> Given text:
# # #

R. Adams Cowley, the founder of Maryland’s well-known Shock Trauma hospital in downtown Baltimore, famously said: “There is a golden hour between life and death. If you are critically injured you have less than 60 minutes to survive. You might not die right then; it may be three days or two weeks later — but something has happened in your body that is irreparable.”
The Merriam-Webster On-Line dictionary defines “golden hour” as “the hour immediately following traumatic injury in which medical treatment to prevent irreversible internal damage and optimize the chance of survival is most effective.”
“Give us an hour…We will give you a lifetime” is the motto of Vanderbilt Life Flight, and perhaps, other helicopter services. Again from the Vanderbilt Life Flight web site: “Within one hour of the trauma, irreparable organ damage occurs but superior care before that one hour makes all the difference.”
The 2nd edition of the Prehospital Trauma Life Support said “The critical trauma patient has only 60 minutes to reach definitive surgical care or the odds of a successful recovery diminish dramatically.” (It is my guess that this is no longer in the current edition.)

# # #

Stored records:

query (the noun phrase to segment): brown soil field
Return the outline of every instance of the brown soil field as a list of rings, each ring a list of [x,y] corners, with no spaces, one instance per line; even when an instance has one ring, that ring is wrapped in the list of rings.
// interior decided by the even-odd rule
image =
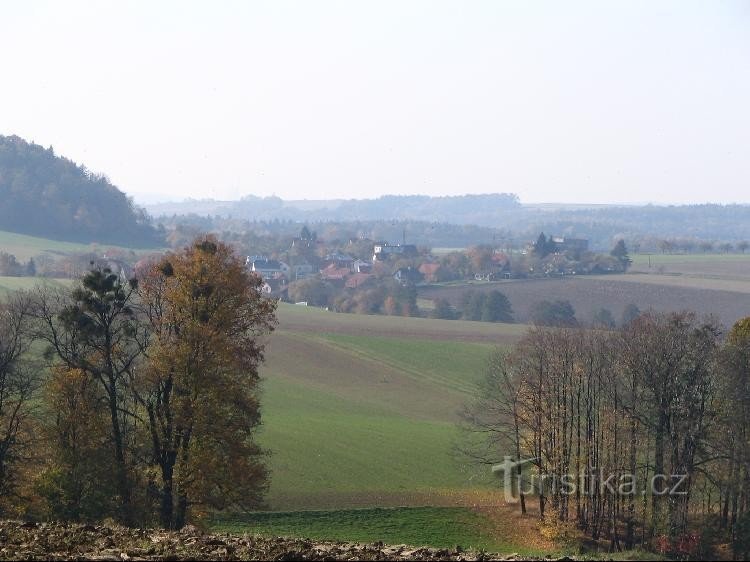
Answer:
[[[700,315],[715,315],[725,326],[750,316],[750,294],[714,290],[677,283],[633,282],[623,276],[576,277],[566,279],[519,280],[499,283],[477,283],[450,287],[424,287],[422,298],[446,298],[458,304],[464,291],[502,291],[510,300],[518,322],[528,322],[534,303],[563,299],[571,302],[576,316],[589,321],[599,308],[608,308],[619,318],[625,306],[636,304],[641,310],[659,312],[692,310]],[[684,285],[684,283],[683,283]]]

# # #

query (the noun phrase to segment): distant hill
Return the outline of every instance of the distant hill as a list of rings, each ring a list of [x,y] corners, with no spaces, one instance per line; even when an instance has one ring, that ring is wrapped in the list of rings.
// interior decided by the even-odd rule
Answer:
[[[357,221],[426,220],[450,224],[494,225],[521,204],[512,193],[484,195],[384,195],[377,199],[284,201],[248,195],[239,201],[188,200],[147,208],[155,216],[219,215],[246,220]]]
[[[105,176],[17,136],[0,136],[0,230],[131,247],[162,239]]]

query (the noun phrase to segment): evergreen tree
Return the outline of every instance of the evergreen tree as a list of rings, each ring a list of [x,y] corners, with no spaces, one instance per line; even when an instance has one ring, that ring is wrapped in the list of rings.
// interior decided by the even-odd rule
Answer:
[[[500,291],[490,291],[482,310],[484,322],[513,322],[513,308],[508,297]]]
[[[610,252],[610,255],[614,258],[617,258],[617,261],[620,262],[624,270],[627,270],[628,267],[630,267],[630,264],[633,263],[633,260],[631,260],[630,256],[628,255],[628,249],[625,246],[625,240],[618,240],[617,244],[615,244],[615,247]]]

# # #

> Work request 1: In the golden hour text, what is the motto of Vanderbilt Life Flight?
> Work request 2: Rewrite the paragraph of the golden hour text that begins "R. Adams Cowley, the founder" in a shorter form, keeping its main facts.
> Work request 3:
Using the golden hour text, decide whether each statement agrees with it. Answer yes or no, and quote the deciding words.
(a) The Merriam-Webster On-Line dictionary defines "golden hour" as the hour immediately following traumatic injury.
(b) The Shock Trauma hospital is in downtown Washington.
(c) The 2nd edition of the Prehospital Trauma Life Support gave the critical trauma patient 90 minutes to reach definitive surgical care.

> Task result 1: "Give us an hour…We will give you a lifetime."

> Task result 2: R. Adams Cowley founded Maryland's Shock Trauma hospital in downtown Baltimore. He said there is a golden hour between life and death: a critically injured person has less than 60 minutes to survive. Death may come days or weeks later, but by then something irreparable has happened in the body.

> Task result 3:
(a) Yes: "the hour immediately following traumatic injury"
(b) No: "Shock Trauma hospital in downtown Baltimore"
(c) No: "The critical trauma patient has only 60 minutes to reach definitive surgical care"